**Material provided**.

•••••

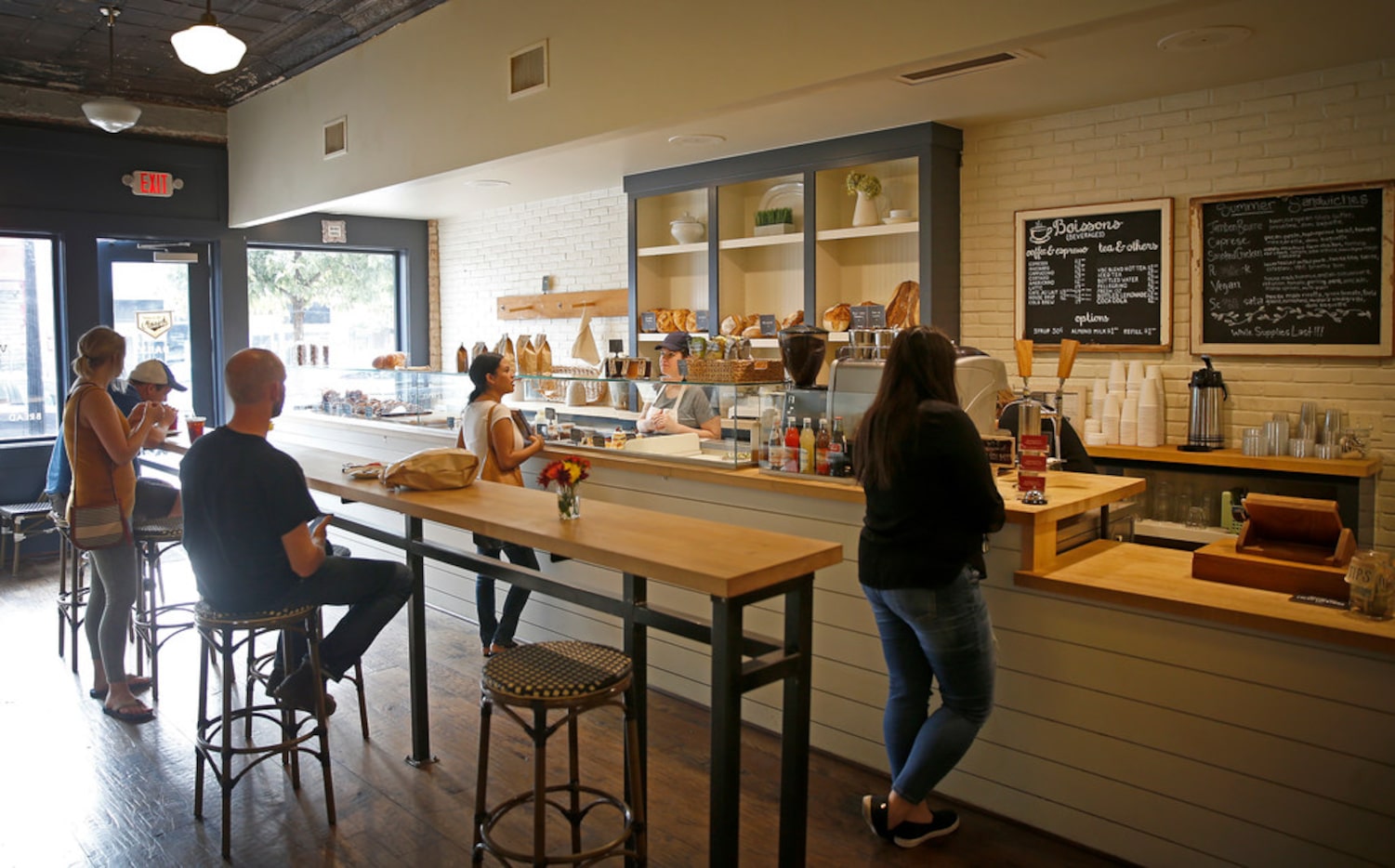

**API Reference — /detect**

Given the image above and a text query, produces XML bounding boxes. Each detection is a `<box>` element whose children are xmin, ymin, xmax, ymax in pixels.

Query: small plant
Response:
<box><xmin>849</xmin><ymin>172</ymin><xmax>882</xmax><ymax>198</ymax></box>
<box><xmin>757</xmin><ymin>208</ymin><xmax>794</xmax><ymax>226</ymax></box>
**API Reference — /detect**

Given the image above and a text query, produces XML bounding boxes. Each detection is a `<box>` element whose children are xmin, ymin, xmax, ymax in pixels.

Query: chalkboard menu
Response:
<box><xmin>1016</xmin><ymin>198</ymin><xmax>1172</xmax><ymax>351</ymax></box>
<box><xmin>1190</xmin><ymin>181</ymin><xmax>1395</xmax><ymax>356</ymax></box>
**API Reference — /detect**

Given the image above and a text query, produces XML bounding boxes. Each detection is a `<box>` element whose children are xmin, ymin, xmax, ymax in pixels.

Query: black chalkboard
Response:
<box><xmin>1191</xmin><ymin>183</ymin><xmax>1395</xmax><ymax>356</ymax></box>
<box><xmin>1016</xmin><ymin>198</ymin><xmax>1172</xmax><ymax>351</ymax></box>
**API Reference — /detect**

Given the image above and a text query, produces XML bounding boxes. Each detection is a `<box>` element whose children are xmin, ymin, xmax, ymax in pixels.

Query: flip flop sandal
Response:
<box><xmin>88</xmin><ymin>676</ymin><xmax>153</xmax><ymax>702</ymax></box>
<box><xmin>102</xmin><ymin>704</ymin><xmax>155</xmax><ymax>723</ymax></box>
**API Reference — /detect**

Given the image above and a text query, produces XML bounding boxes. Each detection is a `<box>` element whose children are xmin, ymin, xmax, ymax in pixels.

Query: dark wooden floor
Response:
<box><xmin>0</xmin><ymin>548</ymin><xmax>1114</xmax><ymax>866</ymax></box>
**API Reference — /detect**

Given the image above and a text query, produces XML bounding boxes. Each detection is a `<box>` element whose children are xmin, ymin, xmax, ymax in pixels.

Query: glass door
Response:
<box><xmin>98</xmin><ymin>239</ymin><xmax>220</xmax><ymax>421</ymax></box>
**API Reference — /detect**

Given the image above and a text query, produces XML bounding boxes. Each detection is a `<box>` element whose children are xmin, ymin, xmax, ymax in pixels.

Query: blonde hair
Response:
<box><xmin>72</xmin><ymin>325</ymin><xmax>125</xmax><ymax>376</ymax></box>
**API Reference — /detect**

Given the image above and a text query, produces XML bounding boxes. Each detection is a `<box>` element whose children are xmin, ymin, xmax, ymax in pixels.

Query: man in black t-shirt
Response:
<box><xmin>180</xmin><ymin>349</ymin><xmax>412</xmax><ymax>710</ymax></box>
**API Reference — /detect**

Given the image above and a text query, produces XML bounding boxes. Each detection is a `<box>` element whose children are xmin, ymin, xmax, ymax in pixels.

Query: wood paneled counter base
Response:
<box><xmin>163</xmin><ymin>442</ymin><xmax>843</xmax><ymax>866</ymax></box>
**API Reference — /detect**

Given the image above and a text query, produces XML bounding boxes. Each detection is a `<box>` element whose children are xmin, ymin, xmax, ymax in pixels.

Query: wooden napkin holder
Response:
<box><xmin>1191</xmin><ymin>494</ymin><xmax>1356</xmax><ymax>600</ymax></box>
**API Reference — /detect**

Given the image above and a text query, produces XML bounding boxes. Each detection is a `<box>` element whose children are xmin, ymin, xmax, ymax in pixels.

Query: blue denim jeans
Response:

•••••

**Exercise objective**. State how many of the lines above contain the string "chalkboard", treating case as significant. Give only the number.

**Answer**. 2